PASSAGE TO READ:

▼▼▼

If I ask you to give me four different words to build a passphrase right now, they will probably linked to what surround you, very basic words or what you like maybe even about this article.
Most of the time people will use the following elements to build a passphrase.
If an attacker is able to gather information about its target, through social media or social engineering, he or she can build a dictionary of likely words and use a tool such as princeprocessor to rely the attack on.
Know your enemy
A motivated attacker will gather as many information as he or she can in a passive way. The more you expose publicly the easier it will be for an attacker to enter you mind and generate a dictionary.
Social Medias are the best sources of information for reconnaissance, by simply typing someone's name on Facebook or Twitter it is possible to know, what the person like (Hobbies, Animals, Food), who he or she talks too (Relatives, Friends, Soulmate) and probably the city he or she lives in (Location).
A non-passive approach would be social engineering, an attacker can try to gather more sensitive information by using psychological manipulation.
We all heard stories of attackers tricking people to reveal their password by claiming to be IT service and asking first letters and last letters of a password for verification.
Targeted passphrase cracking
We experimented the strength of passphrases with 19 non-technical friends, we explained them the principle of a passphrases and asked them to register an account on a fictitious dating website.
The website was storing the MD5 hash of the passphrases and the email in a MySQL database.
Then we simulated a database leak, our goal was to crack as many passphrases as possible in less than 7 days.
We know our friends, we know what they like, the words they use and how they think. We also have large amounts of Instant Messaging conversations history with them.
Upon that knowledge we built a dictionary of words for each of them.
To better explain how we processed, let's take one of our candidate "Peter" as an example.
Peter is a master of trolling, he likes to spend time on websites like 9gag, 4chan. Peter likes to play video games, he spent a lot of time on Diablo, hearthstone we also saw him playing Pokemon on his Game Boy.
Finally Peter talks a lot on Instant Messengers so we aggregated all the messages he sent to us.
Our first step was to start writing words that Pierre would be likely to use for his password. For that we used a template containing common words in Peter native language, mostly grammatical articles and numbers.
Then used a Python script to sort all the data we had about Peter. From that data we had a list of words he uses the most.
- youloose, thegame
Then we extended the dictionary some words related to what he likes.

▲▲▲

COLLECTED DATA:
▼▼▼

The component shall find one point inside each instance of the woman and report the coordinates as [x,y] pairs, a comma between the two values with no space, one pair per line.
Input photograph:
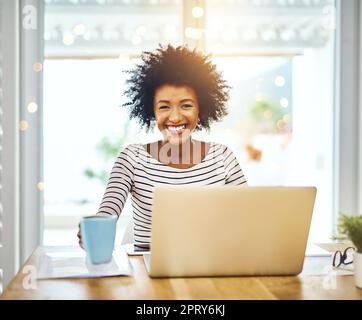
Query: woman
[181,91]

▲▲▲

WORK TO COMPLETE:
Could you print, word for word, the part of the passphrase-cracking text that opens with the words containing "The website was" and closes with "sent to us."? The data has no connection to the passphrase-cracking text.

ANSWER TO THE TASK:
The website was storing the MD5 hash of the passphrases and the email in a MySQL database.
Then we simulated a database leak, our goal was to crack as many passphrases as possible in less than 7 days.
We know our friends, we know what they like, the words they use and how they think. We also have large amounts of Instant Messaging conversations history with them.
Upon that knowledge we built a dictionary of words for each of them.
To better explain how we processed, let's take one of our candidate "Peter" as an example.
Peter is a master of trolling, he likes to spend time on websites like 9gag, 4chan. Peter likes to play video games, he spent a lot of time on Diablo, hearthstone we also saw him playing Pokemon on his Game Boy.
Finally Peter talks a lot on Instant Messengers so we aggregated all the messages he sent to us.